Retype the items word for word, from their first line through the line containing "point(91, 62)", with both of those lines included. Omit the pictures from your answer.

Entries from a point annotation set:

## Begin

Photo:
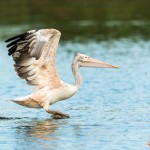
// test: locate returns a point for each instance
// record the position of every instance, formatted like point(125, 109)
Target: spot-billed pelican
point(34, 55)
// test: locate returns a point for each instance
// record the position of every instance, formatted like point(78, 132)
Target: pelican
point(34, 55)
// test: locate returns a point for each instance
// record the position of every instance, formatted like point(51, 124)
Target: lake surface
point(112, 108)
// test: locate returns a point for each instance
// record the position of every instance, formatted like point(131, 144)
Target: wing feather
point(34, 55)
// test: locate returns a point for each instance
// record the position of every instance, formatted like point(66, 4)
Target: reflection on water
point(112, 108)
point(38, 129)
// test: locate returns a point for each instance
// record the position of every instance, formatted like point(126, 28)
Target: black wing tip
point(17, 37)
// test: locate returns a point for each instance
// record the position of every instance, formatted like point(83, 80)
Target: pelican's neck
point(75, 71)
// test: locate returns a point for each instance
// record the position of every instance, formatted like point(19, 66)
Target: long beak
point(91, 62)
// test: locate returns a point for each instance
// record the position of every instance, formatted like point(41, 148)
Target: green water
point(112, 108)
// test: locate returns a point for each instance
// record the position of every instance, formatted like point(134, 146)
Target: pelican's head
point(86, 61)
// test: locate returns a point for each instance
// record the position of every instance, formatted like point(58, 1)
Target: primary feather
point(34, 55)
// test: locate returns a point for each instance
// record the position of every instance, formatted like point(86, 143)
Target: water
point(112, 108)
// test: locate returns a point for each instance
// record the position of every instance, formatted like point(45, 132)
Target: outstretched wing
point(34, 55)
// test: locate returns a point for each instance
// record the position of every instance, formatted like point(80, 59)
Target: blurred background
point(92, 19)
point(112, 108)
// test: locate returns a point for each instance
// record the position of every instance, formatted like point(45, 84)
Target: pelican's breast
point(62, 93)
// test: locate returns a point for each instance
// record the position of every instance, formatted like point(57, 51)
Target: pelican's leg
point(57, 114)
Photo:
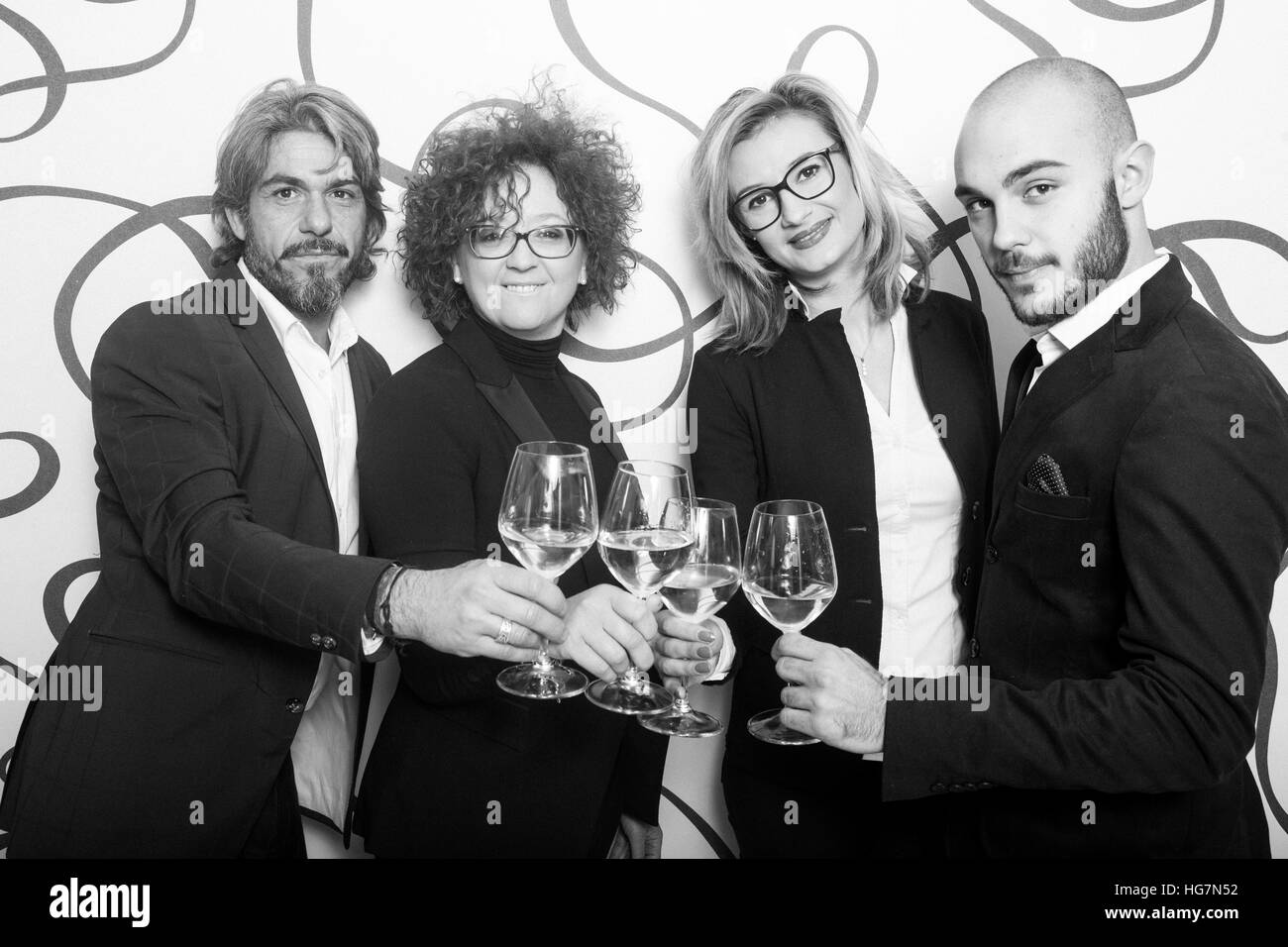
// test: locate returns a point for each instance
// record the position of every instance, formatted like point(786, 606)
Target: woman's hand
point(636, 839)
point(606, 630)
point(687, 652)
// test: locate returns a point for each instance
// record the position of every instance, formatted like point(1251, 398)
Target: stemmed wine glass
point(549, 519)
point(644, 539)
point(789, 573)
point(707, 579)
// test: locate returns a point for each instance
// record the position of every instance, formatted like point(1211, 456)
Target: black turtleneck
point(536, 367)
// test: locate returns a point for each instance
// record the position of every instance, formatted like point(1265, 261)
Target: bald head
point(1087, 97)
point(1052, 180)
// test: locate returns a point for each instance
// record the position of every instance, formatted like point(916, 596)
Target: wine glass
point(789, 573)
point(702, 586)
point(644, 539)
point(549, 519)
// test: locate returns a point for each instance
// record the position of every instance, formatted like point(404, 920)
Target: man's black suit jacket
point(1125, 625)
point(218, 590)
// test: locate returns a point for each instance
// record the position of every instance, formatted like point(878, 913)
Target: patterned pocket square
point(1044, 476)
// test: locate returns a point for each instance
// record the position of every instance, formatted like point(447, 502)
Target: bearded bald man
point(1138, 517)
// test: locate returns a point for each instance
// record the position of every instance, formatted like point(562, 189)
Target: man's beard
point(312, 296)
point(1096, 263)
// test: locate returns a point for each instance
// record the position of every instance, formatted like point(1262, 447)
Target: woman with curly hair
point(515, 226)
point(832, 346)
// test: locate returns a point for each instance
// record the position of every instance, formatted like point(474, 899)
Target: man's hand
point(840, 697)
point(636, 839)
point(606, 631)
point(460, 611)
point(687, 652)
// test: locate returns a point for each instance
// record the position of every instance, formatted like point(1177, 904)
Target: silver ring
point(503, 634)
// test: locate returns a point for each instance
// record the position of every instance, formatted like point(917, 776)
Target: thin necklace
point(863, 359)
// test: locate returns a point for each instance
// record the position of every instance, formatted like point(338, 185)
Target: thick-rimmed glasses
point(492, 243)
point(809, 178)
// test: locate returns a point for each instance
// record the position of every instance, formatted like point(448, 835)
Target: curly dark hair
point(463, 167)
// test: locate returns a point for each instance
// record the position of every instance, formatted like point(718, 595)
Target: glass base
point(549, 684)
point(629, 697)
point(683, 723)
point(769, 727)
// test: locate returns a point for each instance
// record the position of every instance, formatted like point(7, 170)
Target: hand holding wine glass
point(548, 521)
point(702, 586)
point(790, 578)
point(644, 539)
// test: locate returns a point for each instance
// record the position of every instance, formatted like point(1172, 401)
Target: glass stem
point(682, 698)
point(544, 665)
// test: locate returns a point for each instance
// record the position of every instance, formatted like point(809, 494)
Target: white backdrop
point(110, 115)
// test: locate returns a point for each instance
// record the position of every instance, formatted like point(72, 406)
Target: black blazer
point(455, 753)
point(1124, 625)
point(793, 424)
point(207, 651)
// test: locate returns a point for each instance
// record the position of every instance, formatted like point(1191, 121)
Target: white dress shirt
point(322, 750)
point(918, 502)
point(1073, 329)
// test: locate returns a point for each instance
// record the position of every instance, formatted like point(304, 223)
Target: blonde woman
point(838, 377)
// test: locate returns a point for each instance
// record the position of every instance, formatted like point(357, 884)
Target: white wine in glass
point(790, 577)
point(699, 589)
point(548, 521)
point(644, 539)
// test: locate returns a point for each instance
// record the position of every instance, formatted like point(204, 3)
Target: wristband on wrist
point(384, 625)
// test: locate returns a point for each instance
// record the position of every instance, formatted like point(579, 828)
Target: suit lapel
point(261, 343)
point(364, 385)
point(1069, 379)
point(1085, 367)
point(496, 382)
point(944, 384)
point(589, 403)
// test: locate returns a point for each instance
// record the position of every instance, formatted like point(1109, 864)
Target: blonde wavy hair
point(751, 285)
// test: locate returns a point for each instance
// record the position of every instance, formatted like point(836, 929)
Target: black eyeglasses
point(492, 243)
point(809, 178)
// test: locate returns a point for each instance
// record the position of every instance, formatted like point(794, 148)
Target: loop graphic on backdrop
point(44, 480)
point(55, 77)
point(54, 600)
point(167, 213)
point(1111, 11)
point(1175, 236)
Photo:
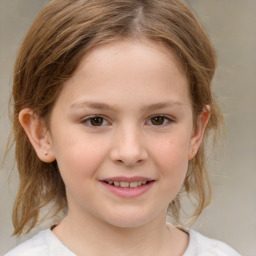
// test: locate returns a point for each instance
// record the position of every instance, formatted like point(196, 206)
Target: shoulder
point(201, 245)
point(42, 244)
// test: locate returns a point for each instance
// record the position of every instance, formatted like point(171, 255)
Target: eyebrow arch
point(104, 106)
point(93, 105)
point(162, 105)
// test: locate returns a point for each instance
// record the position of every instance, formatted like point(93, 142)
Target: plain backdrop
point(231, 25)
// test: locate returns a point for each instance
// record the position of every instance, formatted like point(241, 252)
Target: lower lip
point(128, 192)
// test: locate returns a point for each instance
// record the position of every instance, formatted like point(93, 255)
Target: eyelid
point(86, 120)
point(167, 117)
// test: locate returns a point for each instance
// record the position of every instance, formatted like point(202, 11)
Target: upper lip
point(127, 179)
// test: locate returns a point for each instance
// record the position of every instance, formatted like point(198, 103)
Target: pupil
point(158, 120)
point(96, 121)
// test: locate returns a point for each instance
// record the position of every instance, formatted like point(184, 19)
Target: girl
point(112, 109)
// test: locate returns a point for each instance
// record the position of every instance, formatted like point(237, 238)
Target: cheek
point(79, 156)
point(171, 157)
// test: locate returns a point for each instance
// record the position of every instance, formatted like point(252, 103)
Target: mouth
point(126, 184)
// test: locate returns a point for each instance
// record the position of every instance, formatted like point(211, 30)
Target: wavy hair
point(61, 34)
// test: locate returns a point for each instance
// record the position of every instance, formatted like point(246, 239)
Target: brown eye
point(96, 121)
point(158, 120)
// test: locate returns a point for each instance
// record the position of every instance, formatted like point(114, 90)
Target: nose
point(129, 148)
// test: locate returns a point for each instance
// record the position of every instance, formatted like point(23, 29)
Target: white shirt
point(45, 243)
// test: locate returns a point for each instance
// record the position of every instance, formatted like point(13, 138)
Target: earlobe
point(198, 132)
point(38, 134)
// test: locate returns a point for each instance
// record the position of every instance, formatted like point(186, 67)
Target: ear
point(198, 132)
point(38, 134)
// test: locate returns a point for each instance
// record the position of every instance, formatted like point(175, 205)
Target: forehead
point(140, 71)
point(138, 49)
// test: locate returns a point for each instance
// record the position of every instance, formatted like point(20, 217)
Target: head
point(62, 34)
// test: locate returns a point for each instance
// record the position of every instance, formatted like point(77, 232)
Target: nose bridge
point(129, 147)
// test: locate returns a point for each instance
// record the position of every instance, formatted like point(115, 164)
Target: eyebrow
point(93, 105)
point(104, 106)
point(161, 105)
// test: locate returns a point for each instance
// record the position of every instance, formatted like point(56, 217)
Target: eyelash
point(88, 121)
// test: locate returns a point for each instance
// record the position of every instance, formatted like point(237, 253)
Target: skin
point(129, 85)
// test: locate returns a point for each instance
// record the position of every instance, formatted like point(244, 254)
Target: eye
point(95, 121)
point(159, 120)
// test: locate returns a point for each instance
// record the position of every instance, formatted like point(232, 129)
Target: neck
point(89, 237)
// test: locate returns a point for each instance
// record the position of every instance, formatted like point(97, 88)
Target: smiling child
point(112, 109)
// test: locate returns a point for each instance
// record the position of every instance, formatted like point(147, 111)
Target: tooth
point(134, 184)
point(124, 184)
point(116, 183)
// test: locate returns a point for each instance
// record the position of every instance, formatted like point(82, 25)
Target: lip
point(128, 179)
point(128, 192)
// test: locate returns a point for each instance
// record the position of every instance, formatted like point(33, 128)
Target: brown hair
point(57, 40)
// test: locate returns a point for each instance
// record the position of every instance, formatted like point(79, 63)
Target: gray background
point(232, 27)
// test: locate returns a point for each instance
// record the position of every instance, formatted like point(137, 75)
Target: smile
point(125, 184)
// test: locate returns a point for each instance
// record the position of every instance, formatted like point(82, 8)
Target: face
point(122, 133)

## End

■ **WRITTEN SOLUTION**
Photo:
// test: locate returns a point for each instance
// record the position of every instance, formatted like point(125, 109)
Target: spot-billed pelican
point(34, 55)
// test: locate returns a point for each instance
// record the position of every instance, formatted like point(78, 132)
Target: pelican
point(34, 55)
// test: locate returns a point for each instance
// record the position of every instance, formatted like point(51, 124)
Target: lake surface
point(112, 108)
// test: locate returns a point for each instance
// record the position of every instance, formatted like point(131, 144)
Target: wing feather
point(34, 55)
// test: locate returns a point for each instance
// record the position of every instance, formatted like point(66, 4)
Target: reflection on water
point(112, 108)
point(38, 129)
// test: locate returns a point for each instance
// record the position of every instance, formatted like point(126, 28)
Target: black wing tip
point(17, 37)
// test: locate returns a point for each instance
// record the position of every instance, formatted like point(83, 80)
Target: pelican's neck
point(75, 71)
// test: locate returns a point for each instance
// record the position of every instance, formatted like point(19, 66)
Target: long beak
point(91, 62)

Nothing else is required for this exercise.